§ Selected excerpt
===

Unequal power relationships are at the root of the structural causes of poverty. In turn, poverty makes people more vulnerable to disasters – not least because they are often forced to the margins of productive lands and frequently live in areas prone to drought, flooding and other hazards.
People living in poverty usually lack access to, and control over, the resources they need to survive. And they’re often excluded from the important decisions which have an impact on their lives. Women are particularly vulnerable to sexual violence, especially during conflict situations, which may increase their vulnerability further.
We know that during disasters, vulnerable groups – including women, children, the elderly, ethnic minorities and marginalised communities, people with disabilities and people living with HIV/AIDs – are likely to suffer the most. That’s why we take sides with the poorest and most excluded – supporting people to address the structural reasons for their continued poverty and vulnerability.
Our rights-based approach in emergencies recognises that people living in poverty are vulnerable to a constant series of shocks and risks, and that there is a need to retain a minimum quality of life. This minimum quality of life, originally defined by the UN, is;
Freedom from Fear, Freedom from Want and Freedom to take action on one’s own behalf
That’s why we take a holistic approach to disasters, combining emergency response with programmes and policy work to help people increase their resilience to disasters. We work at local, national and international levels, bringing the voices of those affected by disasters to the attention of the people responsible for protecting, promoting and fulfilling their rights. Read more in our emergencies introduction leaflet Saving Lives, Protecting Rights.

===

§ Records shown
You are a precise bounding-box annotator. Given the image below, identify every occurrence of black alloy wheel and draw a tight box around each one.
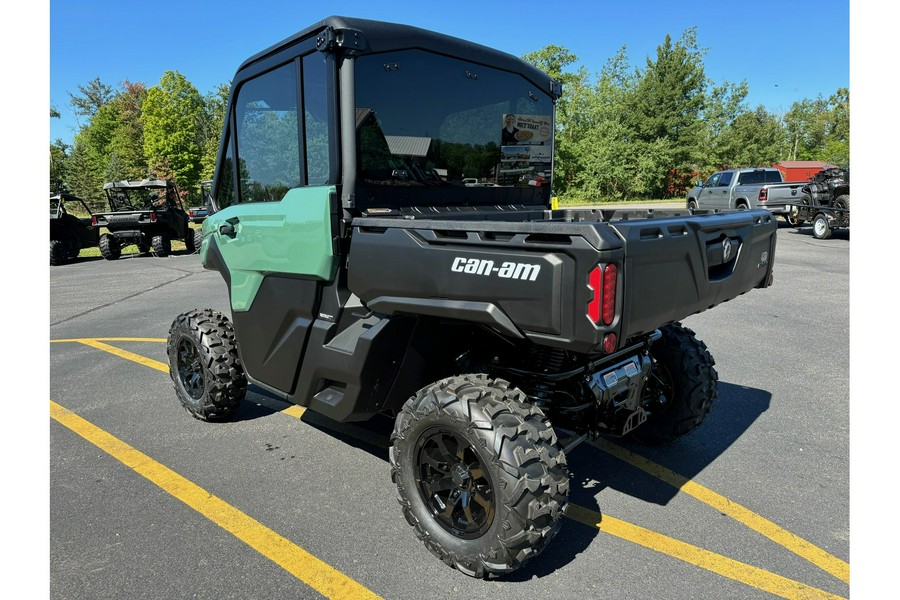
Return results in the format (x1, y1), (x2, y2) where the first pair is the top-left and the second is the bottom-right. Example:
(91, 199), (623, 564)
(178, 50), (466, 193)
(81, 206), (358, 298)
(416, 428), (495, 539)
(175, 338), (203, 400)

===

§ Instructions
• A. In the passage on poverty and disasters, write out everything from "People living in poverty usually" down to "poverty and vulnerability.", substituting "exposed" for "vulnerable" wherever it appears.
• B. Pick up the passage on poverty and disasters after its final sentence and continue it.

§ Answers
• A.
People living in poverty usually lack access to, and control over, the resources they need to survive. And they’re often excluded from the important decisions which have an impact on their lives. Women are particularly exposed to sexual violence, especially during conflict situations, which may increase their vulnerability further.
We know that during disasters, exposed groups – including women, children, the elderly, ethnic minorities and marginalised communities, people with disabilities and people living with HIV/AIDs – are likely to suffer the most. That’s why we take sides with the poorest and most excluded – supporting people to address the structural reasons for their continued poverty and vulnerability.

• B.
In all our work we prioritise the needs and rights of the most vulnerable and the most excluded. Essentially, our approach is about doing things differently, by:
Ensuring community-led responses
Experience shows that communities are best placed to respond quickly when disasters strike and are the experts on what they need to survive and recover.
By listening to people we can make sure that our responses are appropriate and meet the needs they themselves have expressed. For example, by consulting with communities about the items that they felt should be contained in food packages following the Haiti earthquake in January 2010, we were able to ensure that we were providing culturally-appropriate food.
People are at their most vulnerable during emergencies. Promoting their dignity as human beings can help preserve self-esteem and enable people to regain a sense of control over their own lives.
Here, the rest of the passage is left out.